**Assignment**
Every line below that holds "hair" must be copied.

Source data

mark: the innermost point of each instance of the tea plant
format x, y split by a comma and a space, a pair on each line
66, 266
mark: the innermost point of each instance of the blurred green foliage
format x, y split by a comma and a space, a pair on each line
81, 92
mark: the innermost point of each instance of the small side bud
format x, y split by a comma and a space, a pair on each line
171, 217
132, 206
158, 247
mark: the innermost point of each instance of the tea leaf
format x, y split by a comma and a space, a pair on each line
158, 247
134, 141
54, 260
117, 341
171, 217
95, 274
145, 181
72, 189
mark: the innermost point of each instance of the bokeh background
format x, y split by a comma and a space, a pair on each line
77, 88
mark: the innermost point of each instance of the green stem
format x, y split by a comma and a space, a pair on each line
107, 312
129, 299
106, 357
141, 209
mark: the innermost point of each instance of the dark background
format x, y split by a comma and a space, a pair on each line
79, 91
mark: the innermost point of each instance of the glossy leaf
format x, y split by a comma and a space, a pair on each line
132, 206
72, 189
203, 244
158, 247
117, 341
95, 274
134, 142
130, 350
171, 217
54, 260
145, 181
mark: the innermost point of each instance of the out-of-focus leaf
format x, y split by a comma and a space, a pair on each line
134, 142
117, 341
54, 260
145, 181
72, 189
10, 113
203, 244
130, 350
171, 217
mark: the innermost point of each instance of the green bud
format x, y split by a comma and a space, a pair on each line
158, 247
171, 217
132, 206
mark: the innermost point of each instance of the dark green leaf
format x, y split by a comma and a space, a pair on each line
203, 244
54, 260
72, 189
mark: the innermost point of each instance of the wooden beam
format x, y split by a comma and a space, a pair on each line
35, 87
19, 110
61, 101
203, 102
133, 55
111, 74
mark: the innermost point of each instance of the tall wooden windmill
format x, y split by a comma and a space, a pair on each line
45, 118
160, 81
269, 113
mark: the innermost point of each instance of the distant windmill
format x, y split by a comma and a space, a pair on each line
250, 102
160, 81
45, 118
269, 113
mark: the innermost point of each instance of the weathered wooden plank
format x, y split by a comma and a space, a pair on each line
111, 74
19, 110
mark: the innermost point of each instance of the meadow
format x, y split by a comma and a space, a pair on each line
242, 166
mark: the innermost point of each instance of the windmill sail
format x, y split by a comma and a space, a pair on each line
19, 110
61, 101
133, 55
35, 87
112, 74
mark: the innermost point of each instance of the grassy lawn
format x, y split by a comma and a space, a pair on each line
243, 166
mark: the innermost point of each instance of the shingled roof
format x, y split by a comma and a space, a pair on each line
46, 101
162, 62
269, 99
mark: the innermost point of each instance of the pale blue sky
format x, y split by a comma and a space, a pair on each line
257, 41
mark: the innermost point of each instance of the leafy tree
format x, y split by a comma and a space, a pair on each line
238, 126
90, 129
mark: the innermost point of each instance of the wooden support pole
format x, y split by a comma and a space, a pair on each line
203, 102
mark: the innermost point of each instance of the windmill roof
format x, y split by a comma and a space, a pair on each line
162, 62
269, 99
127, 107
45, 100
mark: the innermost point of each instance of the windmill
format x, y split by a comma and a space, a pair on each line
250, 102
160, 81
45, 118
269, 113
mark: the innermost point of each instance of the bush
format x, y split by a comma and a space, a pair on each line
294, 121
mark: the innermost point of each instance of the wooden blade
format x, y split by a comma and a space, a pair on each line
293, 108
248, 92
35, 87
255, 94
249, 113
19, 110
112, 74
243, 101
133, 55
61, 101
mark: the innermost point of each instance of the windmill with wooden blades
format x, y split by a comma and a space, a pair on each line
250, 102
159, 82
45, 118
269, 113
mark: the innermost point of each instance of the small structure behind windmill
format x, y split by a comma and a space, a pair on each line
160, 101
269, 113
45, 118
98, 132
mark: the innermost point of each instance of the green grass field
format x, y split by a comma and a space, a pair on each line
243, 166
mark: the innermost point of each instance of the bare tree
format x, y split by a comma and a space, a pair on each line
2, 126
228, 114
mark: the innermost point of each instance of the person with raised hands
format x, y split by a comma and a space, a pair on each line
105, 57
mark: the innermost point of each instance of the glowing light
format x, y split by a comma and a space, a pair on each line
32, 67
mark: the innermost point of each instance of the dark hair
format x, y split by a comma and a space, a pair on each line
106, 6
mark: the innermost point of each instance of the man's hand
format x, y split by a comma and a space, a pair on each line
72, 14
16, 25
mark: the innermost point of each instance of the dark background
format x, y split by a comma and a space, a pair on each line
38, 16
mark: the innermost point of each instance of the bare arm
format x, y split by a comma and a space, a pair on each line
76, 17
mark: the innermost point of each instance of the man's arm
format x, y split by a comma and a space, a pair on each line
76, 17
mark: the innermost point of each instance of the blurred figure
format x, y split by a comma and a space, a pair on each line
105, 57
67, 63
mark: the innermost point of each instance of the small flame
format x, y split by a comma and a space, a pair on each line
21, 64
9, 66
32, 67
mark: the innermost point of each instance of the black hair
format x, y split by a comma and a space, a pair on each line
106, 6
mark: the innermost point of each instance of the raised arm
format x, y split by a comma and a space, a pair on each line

**Exercise solution**
mark: the innermost point of each instance of the dark hair
mark: the innermost point of each instance of the black hair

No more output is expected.